**Work request**
Every line from the one containing "box: [679, 192, 782, 317]" to the one containing "positive clicks: (689, 214) (719, 267)" in the records below, both included, must be set down exactly, and no other line.

** Data for review follows **

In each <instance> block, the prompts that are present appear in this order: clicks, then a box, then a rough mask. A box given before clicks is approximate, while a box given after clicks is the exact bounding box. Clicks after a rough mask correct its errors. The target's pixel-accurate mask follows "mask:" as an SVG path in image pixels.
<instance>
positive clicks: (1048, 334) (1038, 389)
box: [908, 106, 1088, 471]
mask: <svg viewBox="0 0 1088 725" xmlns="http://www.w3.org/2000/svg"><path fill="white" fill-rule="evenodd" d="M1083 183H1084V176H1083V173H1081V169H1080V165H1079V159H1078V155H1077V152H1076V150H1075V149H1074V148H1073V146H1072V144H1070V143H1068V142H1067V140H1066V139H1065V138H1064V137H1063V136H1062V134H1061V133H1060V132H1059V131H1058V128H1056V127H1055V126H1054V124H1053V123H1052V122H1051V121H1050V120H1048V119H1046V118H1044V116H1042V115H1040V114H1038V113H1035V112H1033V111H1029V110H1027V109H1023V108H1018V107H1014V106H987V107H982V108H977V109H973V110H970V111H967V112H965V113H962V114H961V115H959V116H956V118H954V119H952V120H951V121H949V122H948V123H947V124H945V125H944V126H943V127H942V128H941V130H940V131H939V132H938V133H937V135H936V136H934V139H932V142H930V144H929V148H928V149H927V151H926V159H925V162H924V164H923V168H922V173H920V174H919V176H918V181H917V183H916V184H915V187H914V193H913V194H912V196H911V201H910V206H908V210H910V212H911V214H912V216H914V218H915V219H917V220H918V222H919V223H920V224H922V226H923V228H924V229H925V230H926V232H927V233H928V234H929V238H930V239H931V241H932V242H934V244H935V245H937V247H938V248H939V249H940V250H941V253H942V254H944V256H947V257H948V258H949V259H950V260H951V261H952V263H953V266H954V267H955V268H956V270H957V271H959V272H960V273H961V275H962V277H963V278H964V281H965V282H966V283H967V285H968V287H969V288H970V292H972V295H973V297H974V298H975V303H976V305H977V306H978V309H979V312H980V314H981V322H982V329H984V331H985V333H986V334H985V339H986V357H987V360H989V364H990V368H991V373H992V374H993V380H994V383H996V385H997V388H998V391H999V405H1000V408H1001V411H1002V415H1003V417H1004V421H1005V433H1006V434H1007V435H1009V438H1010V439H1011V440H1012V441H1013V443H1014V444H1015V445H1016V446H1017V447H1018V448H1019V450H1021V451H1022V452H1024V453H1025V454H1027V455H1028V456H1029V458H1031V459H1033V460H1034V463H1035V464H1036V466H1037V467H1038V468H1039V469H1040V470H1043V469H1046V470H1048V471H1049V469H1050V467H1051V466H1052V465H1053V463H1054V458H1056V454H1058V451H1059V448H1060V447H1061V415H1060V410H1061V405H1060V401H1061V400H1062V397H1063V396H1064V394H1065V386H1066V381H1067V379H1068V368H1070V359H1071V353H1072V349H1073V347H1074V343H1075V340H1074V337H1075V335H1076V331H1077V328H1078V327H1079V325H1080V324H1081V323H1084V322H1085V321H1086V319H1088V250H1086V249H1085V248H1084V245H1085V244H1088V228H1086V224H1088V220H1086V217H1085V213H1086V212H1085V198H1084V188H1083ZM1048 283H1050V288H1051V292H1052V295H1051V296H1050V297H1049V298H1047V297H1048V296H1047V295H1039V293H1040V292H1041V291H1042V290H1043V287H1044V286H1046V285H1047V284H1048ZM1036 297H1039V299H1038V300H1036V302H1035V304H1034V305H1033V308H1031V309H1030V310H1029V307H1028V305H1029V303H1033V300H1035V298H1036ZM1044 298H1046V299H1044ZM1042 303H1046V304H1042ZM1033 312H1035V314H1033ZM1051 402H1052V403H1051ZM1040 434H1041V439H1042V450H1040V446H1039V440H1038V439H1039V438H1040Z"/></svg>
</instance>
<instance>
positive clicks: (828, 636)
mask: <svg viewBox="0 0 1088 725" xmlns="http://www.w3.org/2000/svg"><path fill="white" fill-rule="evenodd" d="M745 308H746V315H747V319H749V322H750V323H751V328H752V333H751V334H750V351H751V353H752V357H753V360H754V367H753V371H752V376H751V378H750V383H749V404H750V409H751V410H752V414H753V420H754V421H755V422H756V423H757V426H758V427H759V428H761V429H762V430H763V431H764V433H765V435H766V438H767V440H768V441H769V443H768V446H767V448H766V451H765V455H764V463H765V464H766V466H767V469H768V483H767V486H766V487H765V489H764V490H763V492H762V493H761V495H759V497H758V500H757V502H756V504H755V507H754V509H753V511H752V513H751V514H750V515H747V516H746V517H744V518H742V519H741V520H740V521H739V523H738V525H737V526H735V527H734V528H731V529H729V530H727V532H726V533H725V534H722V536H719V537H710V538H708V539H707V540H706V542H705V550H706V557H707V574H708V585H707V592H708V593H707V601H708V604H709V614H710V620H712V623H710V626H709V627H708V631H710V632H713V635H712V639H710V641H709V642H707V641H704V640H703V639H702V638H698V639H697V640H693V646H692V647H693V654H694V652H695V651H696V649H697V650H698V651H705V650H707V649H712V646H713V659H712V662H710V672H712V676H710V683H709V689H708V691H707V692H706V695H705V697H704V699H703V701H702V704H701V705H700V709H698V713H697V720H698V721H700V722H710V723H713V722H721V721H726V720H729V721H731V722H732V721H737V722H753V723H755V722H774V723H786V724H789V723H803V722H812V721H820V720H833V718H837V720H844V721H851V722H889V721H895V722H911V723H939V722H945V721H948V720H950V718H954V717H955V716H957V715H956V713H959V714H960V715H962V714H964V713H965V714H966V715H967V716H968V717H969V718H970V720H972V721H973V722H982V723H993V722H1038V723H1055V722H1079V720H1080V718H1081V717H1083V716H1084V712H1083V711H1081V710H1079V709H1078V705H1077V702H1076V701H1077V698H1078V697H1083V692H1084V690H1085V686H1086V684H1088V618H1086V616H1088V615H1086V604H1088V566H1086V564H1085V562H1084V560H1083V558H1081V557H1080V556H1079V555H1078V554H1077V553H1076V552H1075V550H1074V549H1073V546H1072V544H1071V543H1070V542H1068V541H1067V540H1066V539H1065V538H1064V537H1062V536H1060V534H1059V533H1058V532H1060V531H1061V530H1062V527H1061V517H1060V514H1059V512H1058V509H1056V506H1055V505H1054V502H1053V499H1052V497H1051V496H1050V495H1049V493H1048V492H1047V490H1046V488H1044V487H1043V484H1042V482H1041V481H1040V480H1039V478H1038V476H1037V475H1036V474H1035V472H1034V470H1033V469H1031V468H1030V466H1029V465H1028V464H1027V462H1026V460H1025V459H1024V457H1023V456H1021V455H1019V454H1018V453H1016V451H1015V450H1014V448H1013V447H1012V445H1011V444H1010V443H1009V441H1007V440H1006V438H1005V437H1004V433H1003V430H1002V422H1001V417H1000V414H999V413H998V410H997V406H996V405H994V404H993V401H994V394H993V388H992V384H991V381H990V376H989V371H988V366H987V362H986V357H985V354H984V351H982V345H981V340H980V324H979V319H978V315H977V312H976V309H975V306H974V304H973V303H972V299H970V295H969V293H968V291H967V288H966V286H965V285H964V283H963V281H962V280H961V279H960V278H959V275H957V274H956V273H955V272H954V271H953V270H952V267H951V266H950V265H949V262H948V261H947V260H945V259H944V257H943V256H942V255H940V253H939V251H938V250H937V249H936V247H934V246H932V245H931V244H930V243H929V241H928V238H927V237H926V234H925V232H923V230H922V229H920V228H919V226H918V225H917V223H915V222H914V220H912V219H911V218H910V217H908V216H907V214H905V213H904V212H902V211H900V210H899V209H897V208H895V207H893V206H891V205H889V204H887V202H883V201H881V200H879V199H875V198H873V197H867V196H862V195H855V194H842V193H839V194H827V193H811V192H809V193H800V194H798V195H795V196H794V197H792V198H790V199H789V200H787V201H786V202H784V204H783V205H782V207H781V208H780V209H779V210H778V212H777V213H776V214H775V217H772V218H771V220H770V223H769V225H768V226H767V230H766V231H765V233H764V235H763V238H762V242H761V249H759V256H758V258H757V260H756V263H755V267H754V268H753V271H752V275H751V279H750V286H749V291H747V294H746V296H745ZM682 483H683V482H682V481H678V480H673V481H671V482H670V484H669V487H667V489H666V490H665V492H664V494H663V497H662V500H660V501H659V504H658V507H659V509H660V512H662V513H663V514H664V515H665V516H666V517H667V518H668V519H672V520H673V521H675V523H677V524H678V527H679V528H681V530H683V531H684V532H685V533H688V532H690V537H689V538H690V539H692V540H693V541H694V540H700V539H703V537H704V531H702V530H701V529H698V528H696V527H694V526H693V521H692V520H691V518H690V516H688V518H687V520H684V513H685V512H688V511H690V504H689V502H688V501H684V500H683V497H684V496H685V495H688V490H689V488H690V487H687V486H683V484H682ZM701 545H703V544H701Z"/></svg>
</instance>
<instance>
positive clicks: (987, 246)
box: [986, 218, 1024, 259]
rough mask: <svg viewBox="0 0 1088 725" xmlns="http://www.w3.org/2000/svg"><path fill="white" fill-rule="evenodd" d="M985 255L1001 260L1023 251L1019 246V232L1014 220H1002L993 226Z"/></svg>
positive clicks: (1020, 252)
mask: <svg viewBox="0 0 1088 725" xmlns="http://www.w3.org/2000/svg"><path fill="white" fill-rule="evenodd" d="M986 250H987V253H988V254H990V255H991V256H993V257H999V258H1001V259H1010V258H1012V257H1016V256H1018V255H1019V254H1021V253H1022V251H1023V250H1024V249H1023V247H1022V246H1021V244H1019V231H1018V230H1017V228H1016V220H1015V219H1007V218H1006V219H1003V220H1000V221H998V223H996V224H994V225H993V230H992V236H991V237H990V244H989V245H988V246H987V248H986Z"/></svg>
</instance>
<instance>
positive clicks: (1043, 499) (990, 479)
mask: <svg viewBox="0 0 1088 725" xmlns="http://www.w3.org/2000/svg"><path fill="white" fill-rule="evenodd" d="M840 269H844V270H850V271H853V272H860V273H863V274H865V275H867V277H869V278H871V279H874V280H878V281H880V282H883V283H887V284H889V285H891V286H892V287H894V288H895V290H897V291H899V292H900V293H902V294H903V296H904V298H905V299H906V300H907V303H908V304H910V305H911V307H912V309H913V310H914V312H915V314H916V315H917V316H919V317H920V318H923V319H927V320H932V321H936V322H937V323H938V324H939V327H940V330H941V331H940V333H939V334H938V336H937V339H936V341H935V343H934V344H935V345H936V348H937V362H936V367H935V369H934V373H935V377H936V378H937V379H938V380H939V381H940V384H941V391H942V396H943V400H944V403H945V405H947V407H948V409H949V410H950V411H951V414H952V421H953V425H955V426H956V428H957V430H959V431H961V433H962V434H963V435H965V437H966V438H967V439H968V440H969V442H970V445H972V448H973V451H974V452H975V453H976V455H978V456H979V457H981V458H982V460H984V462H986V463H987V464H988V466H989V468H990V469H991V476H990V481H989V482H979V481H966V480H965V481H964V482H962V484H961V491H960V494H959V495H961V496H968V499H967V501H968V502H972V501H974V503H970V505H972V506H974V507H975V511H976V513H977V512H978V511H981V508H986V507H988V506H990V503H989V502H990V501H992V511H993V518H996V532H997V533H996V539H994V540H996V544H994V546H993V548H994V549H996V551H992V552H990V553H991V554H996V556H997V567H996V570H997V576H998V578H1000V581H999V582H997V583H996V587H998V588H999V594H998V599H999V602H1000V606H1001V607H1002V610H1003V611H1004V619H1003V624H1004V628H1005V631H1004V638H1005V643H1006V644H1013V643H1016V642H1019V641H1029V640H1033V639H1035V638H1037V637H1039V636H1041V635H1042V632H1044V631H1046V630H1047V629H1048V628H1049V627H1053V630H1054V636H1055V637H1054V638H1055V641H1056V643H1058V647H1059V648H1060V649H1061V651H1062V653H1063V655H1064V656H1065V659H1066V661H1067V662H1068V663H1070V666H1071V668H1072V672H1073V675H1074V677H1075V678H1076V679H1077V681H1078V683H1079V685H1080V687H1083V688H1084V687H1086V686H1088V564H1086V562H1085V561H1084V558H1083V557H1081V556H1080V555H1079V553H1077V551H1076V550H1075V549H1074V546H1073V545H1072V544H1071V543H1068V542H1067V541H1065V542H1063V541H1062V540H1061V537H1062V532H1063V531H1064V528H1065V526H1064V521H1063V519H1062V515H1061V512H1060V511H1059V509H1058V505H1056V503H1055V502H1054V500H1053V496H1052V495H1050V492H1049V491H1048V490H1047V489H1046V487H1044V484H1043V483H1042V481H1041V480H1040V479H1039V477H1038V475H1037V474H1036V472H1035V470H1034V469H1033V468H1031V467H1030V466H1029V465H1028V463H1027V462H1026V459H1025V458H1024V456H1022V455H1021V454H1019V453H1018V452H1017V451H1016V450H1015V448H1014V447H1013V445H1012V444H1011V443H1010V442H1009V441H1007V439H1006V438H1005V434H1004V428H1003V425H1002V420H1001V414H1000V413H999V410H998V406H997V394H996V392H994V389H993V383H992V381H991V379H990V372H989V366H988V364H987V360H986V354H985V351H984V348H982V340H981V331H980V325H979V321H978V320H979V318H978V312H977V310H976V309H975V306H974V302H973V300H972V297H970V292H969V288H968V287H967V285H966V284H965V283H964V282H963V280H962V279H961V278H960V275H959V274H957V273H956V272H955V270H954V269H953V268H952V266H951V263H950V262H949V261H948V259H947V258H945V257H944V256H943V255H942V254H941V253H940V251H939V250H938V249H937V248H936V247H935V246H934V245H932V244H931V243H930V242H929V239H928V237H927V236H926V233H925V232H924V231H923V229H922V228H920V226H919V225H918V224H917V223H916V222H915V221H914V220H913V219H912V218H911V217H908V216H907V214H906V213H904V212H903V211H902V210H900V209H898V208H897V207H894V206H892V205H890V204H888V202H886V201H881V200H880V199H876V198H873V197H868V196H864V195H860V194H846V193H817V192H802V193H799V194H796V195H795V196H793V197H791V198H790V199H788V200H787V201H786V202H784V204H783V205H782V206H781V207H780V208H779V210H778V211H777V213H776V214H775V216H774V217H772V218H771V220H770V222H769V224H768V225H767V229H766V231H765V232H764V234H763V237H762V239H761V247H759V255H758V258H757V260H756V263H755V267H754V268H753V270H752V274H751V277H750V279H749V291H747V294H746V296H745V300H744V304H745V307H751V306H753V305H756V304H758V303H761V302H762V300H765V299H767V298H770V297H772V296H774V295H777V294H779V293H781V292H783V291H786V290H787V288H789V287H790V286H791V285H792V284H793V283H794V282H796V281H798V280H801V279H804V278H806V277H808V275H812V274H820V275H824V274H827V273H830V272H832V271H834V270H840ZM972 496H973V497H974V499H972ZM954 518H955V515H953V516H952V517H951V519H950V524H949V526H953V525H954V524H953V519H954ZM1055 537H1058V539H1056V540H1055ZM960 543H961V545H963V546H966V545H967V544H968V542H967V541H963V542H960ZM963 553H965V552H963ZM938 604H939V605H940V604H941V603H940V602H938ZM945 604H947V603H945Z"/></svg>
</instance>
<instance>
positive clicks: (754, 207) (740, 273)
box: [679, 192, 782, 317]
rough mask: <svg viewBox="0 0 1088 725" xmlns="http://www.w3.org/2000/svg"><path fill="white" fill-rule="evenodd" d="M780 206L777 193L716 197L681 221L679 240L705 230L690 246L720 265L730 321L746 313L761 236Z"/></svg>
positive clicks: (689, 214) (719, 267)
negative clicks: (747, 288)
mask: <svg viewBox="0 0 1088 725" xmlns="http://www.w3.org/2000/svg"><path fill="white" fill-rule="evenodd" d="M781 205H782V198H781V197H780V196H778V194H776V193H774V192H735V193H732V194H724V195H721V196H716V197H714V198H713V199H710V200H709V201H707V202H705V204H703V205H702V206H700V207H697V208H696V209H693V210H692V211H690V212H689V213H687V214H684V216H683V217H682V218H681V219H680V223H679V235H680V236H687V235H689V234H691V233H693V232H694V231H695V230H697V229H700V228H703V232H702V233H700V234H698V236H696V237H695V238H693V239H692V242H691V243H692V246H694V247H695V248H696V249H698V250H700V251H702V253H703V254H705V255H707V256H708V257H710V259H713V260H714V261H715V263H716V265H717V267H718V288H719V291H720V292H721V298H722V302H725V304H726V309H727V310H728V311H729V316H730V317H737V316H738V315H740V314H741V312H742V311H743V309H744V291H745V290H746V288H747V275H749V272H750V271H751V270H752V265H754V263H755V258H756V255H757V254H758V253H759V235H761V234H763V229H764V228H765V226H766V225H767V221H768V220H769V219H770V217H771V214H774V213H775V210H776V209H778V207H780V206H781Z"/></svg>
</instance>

** End of Data for review **

**Response to this task**
box: [679, 192, 782, 317]
rough mask: <svg viewBox="0 0 1088 725" xmlns="http://www.w3.org/2000/svg"><path fill="white" fill-rule="evenodd" d="M780 206L777 193L716 197L681 221L679 240L705 230L690 246L720 265L730 321L746 313L761 236Z"/></svg>
positive clicks: (689, 214) (719, 267)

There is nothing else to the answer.